The exercise:
Only the lines from the one containing "Phrase: woven basket rim" to the end of the records belong in the output; print them exactly.
** Start Data extract **
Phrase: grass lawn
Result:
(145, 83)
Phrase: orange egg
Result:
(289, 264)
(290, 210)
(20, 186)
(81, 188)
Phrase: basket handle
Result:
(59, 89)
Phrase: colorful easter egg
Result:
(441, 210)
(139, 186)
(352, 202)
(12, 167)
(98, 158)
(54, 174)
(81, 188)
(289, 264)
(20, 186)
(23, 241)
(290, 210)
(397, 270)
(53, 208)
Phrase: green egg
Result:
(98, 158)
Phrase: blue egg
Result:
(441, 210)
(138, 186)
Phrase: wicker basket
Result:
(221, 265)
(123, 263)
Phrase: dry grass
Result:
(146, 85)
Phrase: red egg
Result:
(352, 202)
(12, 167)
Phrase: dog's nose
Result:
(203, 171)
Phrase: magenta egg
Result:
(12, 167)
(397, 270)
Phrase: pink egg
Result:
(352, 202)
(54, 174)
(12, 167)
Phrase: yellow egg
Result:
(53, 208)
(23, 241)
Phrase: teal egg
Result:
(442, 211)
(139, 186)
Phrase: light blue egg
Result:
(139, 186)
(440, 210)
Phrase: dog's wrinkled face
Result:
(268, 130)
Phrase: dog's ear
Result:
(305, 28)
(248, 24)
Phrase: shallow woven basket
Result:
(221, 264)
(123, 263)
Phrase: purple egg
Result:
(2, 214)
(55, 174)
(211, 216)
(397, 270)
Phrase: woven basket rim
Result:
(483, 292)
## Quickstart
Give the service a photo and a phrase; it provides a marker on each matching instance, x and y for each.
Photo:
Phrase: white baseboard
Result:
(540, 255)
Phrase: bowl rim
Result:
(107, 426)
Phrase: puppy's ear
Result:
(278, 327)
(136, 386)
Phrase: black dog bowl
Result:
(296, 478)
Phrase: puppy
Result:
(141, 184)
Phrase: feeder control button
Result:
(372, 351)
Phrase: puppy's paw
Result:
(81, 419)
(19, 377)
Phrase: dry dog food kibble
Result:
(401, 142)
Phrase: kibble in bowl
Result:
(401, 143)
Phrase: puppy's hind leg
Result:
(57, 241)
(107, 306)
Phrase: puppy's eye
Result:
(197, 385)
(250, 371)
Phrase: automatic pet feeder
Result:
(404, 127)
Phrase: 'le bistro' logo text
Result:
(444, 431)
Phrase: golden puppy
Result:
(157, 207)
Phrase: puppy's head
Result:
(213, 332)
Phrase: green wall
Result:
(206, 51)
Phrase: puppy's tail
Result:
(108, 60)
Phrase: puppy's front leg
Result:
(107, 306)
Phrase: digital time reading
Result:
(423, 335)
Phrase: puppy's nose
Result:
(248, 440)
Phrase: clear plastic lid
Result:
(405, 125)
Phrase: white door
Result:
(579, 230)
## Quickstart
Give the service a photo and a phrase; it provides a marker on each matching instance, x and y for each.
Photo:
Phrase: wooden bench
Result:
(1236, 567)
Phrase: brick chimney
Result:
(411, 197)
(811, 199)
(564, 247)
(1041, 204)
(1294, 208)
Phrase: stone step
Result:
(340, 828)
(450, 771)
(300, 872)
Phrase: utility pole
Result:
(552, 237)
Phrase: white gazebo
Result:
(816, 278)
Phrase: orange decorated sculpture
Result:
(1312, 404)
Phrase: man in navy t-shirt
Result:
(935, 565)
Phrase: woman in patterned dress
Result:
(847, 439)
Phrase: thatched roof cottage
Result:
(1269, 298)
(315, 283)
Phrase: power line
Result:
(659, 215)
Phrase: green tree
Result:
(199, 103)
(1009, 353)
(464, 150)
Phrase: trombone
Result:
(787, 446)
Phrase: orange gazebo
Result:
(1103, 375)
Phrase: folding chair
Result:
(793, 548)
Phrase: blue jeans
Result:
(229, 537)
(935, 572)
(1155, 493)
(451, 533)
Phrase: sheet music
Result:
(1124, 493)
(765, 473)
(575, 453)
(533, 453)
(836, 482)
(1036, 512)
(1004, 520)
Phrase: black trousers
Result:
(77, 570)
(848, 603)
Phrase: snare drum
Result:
** End Data extract **
Expected answer:
Phrase: woven basket rim
Result:
(483, 292)
## Quickstart
Give the service a photo and a phrase; it provides a marker on each matching instance, x and y for each.
Photo:
Phrase: white baseboard
Result:
(540, 255)
Phrase: bowl rim
Result:
(107, 426)
Phrase: puppy's ear
Result:
(278, 327)
(136, 386)
Phrase: black dog bowl
Result:
(296, 478)
Phrase: puppy
Result:
(141, 184)
Phrase: feeder control button
Result:
(372, 351)
Phrase: puppy's paw
Result:
(81, 419)
(19, 377)
Phrase: dry dog food kibble
Result:
(401, 142)
Phrase: kibble in bowl
Result:
(401, 143)
Phrase: puppy's hind leg
Result:
(57, 241)
(107, 306)
Phrase: puppy's eye
Result:
(197, 385)
(250, 371)
Phrase: automatic pet feeder
Result:
(404, 127)
Phrase: 'le bistro' logo text
Result:
(444, 431)
Phrase: golden puppy
Result:
(157, 207)
Phrase: puppy's head
Result:
(213, 332)
Phrase: green wall
Result:
(206, 51)
Phrase: puppy's tail
Result:
(108, 60)
Phrase: puppy's front leg
Result:
(107, 306)
Phrase: digital time reading
Result:
(423, 335)
Phrase: puppy's nose
Result:
(248, 440)
Phrase: clear plastic lid
Result:
(405, 125)
Phrase: white door
Result:
(579, 230)
## Quickstart
Give the service a photo and a phrase; it provides a marker on each matching instance, x and y for each.
Photo:
Phrase: wooden bench
Result:
(1236, 567)
Phrase: brick chimney
Result:
(411, 197)
(811, 199)
(564, 247)
(1041, 204)
(1294, 208)
Phrase: stone step
Result:
(340, 828)
(450, 771)
(300, 872)
Phrase: utility pole
Result:
(552, 237)
Phrase: white gazebo
Result:
(816, 278)
Phrase: orange decorated sculpture
Result:
(1312, 404)
Phrase: man in navy t-shirt
Result:
(935, 565)
Phrase: woman in patterned dress
Result:
(847, 439)
Phrase: thatched roof cottage
Result:
(1269, 298)
(315, 283)
Phrase: power line
Result:
(659, 215)
Phrase: green tree
Result:
(199, 103)
(1009, 353)
(464, 150)
Phrase: trombone
Result:
(787, 446)
Phrase: orange gazebo
Result:
(1103, 375)
Phrase: folding chair
Result:
(793, 548)
Phrase: blue jeans
Result:
(229, 537)
(935, 572)
(1155, 493)
(451, 533)
Phrase: sheet music
Result:
(1124, 493)
(765, 473)
(575, 453)
(533, 453)
(836, 482)
(1036, 512)
(1004, 520)
Phrase: black trousers
Result:
(77, 570)
(848, 603)
Phrase: snare drum
Result:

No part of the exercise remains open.